Task instructions >> Of the lines below, write out exactly those from the line with "negative clicks: (333, 208) (333, 191)" through the line with "positive clicks: (388, 70)", both included, and skip the rest.

(Beginning of Stored data)

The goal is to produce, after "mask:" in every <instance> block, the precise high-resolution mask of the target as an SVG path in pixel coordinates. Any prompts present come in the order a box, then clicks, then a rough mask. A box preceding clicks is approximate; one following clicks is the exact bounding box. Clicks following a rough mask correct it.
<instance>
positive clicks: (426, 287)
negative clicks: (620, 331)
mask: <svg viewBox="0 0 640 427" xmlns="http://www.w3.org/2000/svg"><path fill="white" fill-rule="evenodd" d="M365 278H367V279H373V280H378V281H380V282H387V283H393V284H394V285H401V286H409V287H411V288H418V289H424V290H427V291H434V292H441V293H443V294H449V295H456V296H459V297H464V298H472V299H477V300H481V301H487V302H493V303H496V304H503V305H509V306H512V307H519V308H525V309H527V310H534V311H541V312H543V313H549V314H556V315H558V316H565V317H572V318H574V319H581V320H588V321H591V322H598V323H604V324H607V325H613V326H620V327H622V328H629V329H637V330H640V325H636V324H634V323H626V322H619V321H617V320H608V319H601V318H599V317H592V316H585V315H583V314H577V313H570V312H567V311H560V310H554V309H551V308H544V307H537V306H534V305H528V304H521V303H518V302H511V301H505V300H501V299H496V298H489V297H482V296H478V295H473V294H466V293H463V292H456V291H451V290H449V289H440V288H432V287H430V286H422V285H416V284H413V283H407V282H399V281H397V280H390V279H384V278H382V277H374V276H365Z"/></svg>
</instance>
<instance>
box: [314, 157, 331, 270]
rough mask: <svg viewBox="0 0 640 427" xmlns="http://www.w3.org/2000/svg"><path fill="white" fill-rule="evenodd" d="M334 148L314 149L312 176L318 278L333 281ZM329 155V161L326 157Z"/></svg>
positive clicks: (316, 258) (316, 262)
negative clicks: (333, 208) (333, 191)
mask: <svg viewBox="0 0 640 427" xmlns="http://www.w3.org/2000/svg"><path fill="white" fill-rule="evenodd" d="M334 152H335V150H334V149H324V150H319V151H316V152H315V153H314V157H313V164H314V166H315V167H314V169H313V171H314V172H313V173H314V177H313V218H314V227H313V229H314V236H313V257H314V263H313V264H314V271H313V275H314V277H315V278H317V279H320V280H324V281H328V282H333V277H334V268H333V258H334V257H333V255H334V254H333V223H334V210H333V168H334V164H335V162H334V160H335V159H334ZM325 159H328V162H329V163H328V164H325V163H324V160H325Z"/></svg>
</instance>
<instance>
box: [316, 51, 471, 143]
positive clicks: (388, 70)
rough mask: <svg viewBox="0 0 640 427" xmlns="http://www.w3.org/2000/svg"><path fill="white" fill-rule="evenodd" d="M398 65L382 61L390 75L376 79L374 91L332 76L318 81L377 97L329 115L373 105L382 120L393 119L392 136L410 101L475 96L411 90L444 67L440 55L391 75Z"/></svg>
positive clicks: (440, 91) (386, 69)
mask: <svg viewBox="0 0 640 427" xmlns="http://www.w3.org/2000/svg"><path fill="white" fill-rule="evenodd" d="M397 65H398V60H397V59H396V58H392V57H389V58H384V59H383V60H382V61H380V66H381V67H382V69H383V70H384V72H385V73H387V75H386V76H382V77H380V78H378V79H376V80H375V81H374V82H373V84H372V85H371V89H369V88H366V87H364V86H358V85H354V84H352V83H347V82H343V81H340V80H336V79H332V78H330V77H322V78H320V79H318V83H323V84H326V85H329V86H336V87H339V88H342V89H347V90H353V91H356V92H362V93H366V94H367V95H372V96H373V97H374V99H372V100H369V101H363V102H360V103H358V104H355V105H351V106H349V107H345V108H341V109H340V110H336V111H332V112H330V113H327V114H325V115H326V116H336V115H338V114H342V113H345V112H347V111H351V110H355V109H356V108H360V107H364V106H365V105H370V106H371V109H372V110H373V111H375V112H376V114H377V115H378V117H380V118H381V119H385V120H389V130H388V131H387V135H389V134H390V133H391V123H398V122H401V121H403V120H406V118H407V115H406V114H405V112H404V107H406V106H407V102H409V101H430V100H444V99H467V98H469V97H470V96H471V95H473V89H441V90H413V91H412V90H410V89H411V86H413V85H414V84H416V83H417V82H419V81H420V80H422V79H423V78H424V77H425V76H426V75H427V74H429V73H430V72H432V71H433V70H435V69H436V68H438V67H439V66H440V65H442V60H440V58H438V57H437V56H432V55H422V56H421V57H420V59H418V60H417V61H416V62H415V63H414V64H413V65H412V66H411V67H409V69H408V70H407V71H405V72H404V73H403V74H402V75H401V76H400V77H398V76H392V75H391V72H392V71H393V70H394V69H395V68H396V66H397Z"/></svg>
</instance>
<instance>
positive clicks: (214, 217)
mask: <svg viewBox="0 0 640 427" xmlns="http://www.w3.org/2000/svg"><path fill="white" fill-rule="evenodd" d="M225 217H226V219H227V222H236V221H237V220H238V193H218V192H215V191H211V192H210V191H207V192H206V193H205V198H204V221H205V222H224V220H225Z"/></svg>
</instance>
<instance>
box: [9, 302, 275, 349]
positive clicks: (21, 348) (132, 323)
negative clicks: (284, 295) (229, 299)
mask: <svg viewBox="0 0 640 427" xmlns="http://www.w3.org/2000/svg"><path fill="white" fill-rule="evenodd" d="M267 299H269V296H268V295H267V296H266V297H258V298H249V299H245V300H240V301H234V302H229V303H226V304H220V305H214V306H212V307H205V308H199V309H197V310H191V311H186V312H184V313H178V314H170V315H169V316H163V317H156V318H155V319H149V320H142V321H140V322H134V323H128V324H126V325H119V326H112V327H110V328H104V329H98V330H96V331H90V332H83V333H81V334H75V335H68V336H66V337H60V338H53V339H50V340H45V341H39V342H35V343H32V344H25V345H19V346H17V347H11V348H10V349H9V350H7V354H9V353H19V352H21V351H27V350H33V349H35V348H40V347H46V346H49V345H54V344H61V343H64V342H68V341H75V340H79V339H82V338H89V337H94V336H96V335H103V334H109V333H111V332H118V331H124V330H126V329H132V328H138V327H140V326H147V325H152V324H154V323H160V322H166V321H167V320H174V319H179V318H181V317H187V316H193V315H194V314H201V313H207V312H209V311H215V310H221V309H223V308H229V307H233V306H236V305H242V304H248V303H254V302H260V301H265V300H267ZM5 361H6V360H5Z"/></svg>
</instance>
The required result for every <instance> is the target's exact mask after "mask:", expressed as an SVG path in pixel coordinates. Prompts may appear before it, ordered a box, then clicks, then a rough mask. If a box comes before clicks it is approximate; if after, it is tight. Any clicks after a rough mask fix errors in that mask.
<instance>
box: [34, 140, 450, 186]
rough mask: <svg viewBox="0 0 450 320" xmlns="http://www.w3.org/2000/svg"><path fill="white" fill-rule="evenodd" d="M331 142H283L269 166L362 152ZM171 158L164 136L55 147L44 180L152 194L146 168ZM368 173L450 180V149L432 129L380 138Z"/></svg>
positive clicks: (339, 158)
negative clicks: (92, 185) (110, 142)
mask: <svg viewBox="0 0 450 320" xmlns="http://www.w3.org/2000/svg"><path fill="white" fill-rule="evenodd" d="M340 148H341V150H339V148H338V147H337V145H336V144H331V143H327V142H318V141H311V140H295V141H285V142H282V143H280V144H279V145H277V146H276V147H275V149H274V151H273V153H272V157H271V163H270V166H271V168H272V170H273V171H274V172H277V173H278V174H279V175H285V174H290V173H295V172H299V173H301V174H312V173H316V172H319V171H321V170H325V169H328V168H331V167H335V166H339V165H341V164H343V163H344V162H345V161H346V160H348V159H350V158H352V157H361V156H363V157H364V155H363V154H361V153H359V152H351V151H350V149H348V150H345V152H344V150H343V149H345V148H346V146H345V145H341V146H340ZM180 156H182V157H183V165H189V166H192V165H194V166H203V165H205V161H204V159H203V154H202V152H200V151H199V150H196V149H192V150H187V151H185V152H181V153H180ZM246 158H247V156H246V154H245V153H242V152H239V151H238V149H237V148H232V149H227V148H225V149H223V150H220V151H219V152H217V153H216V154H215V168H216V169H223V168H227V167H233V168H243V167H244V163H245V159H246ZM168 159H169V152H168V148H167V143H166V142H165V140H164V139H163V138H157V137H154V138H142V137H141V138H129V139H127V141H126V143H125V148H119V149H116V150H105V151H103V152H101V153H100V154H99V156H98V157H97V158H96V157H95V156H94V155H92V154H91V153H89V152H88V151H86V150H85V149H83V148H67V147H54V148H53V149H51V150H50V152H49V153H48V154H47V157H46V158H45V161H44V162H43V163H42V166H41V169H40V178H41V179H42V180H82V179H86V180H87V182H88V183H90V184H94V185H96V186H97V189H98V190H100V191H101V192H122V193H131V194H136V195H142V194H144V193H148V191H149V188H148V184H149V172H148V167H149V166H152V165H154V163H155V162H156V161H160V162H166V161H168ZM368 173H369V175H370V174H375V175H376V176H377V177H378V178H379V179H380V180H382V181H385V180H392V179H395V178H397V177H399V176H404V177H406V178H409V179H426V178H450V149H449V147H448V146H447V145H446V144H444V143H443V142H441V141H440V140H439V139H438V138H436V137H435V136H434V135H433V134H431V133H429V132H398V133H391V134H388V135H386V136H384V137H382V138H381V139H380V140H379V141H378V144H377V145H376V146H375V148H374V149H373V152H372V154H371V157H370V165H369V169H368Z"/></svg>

(End of Stored data)

Solution for this exercise >>
negative clicks: (333, 208) (333, 191)
mask: <svg viewBox="0 0 640 427" xmlns="http://www.w3.org/2000/svg"><path fill="white" fill-rule="evenodd" d="M334 152H335V150H334V149H324V150H319V151H316V152H315V153H314V157H313V164H314V166H315V167H314V169H313V171H314V172H313V173H314V177H313V218H314V227H313V229H314V236H313V257H314V263H313V264H314V271H313V275H314V277H315V278H317V279H320V280H324V281H328V282H333V277H334V268H333V258H334V257H333V255H334V254H333V223H334V210H333V168H334V164H335V162H334V160H335V159H334ZM325 159H328V162H329V163H328V164H325V163H324V160H325Z"/></svg>
</instance>
<instance>
box: [316, 51, 471, 143]
positive clicks: (388, 70)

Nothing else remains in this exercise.